**SOURCE PASSAGE:**
────
And that’s what we tried to do with the Harry’s brand. A brand that made people feel like we were there for them that was sort of warm, and open, and celebrated people for kind of not being the same as everybody else for zigging when other people zag. I think Andy and I tried to kind of be ourselves as we built the brand, not shaving experts, but just regular guys, like you, who wanted a better solution for ourselves. We felt like if we could do that, and connect with people directly online to start, and really get to know them, and learn from them, and be there for them, and then do good in the community while we’re doing that. We built a model where we give 1% of our sales to organizations that support the purpose of the brand.

Jeff Raider:

We’ve spent a lot of time in the last number of years around men’s mental health, which has been super important to both us as founders in our community. We felt like we could build something that we would really be really proud to be a part of, and a product and brand we’d be really proud to use, and it’s been a fun journey from there.

Oliver Chen:

Yeah. There’s so many cool parts of your business, authenticity, vertical integration, customer centricity. What is your secret sauce and or core competencies as you’ve tackled many challenging problems and customers love it?

Jeff Raider:

That’s a great question. Our mission as a company is to create things people like more. And it sounds very simple, but you kind of compare it to other big corporate missions with lots of words on the page that we just thought that was just sort of a simple way to define what we need to do. And so, that, for me, kind of starts with understanding people, and putting yourself in their shoes, and figuring out, “Hey, would this be better if we did this? Would life be better tomorrow than it is today?” One of the fun moments I had in the Harry’s journey is I went to the UK as we were about to launch there. And I talked about how we changed a set of choices for guys in the US. Now, there were new, better options for them that were good value and good design. And the big brands couldn’t just kind of take advantage of people anymore.

Jeff Raider:

And people were like, “It’s going to be awesome when this comes to the UK. Life is going to get better for shavers.” And for me, that’s like a articulation of create things people like more. And so, we think about that, not just for Harry’s, but for new brands, we built like Flamingo and Cat Person, for new products we enter like body wash, or face wash, or hair styling products. And each of those products for me, needs a very simple articulation around how it could be better in someone’s lives. We also think about it vis-a-vis ourselves. If we make our razor blades better, and better, and better, and better, we charge the same price, we’re creating things people like more every day. Or we build a new scent of body wash people go crazy for like, we’re creating things people like more every day. And so, we think a lot about that. It’s sort of the ethos of our business.

Jeff Raider:

And then I think another thing that probably sets us apart, I think two other things. One, I think this started with us early on, and we try to continue to push the team to do this, is to take big, bold, inspired risks. People can’t always tell you exactly what they want. They want you to inspire them and make them smile. And so, how can our brands do that in fun and interesting ways? Buying a factory for us that was almost 90 years old, with 420 people when we were less than a year old with 30 people, that was a big risk. But I think we did it with our customer in mind. When we went to retail, putting images of a beautiful product on a package, and not having that plastic blister pack have to show the product, A, it was good environmentally. But it was kind of a risk in terms of, Hey, we think this is going to make someone’s lives better. It’s going to enable them to be more inspired when they find our brand.
────
**MATERIAL:**
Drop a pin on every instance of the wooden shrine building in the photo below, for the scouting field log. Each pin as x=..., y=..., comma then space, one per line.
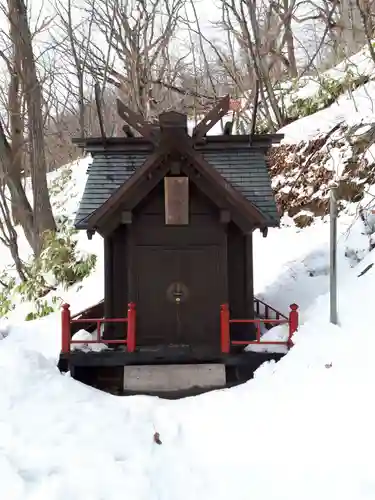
x=177, y=213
────
**REQUIRED TASK A:**
Transcribe the Harry's interview passage from "And people were" to "of our business." without alteration.
**REQUIRED TASK B:**
According to the Harry's interview, why did the company adopt "create things people like more" as its mission? Answer in one to three sentences.
The data above come from a source separate from the Harry's interview.

**TASK SOLUTION A:**
And people were like, “It’s going to be awesome when this comes to the UK. Life is going to get better for shavers.” And for me, that’s like a articulation of create things people like more. And so, we think about that, not just for Harry’s, but for new brands, we built like Flamingo and Cat Person, for new products we enter like body wash, or face wash, or hair styling products. And each of those products for me, needs a very simple articulation around how it could be better in someone’s lives. We also think about it vis-a-vis ourselves. If we make our razor blades better, and better, and better, and better, we charge the same price, we’re creating things people like more every day. Or we build a new scent of body wash people go crazy for like, we’re creating things people like more every day. And so, we think a lot about that. It’s sort of the ethos of our business.

**TASK SOLUTION B:**
Large corporations often state their missions with many words. By contrast, the founders saw this phrase as a simple way to define what the company needs to do.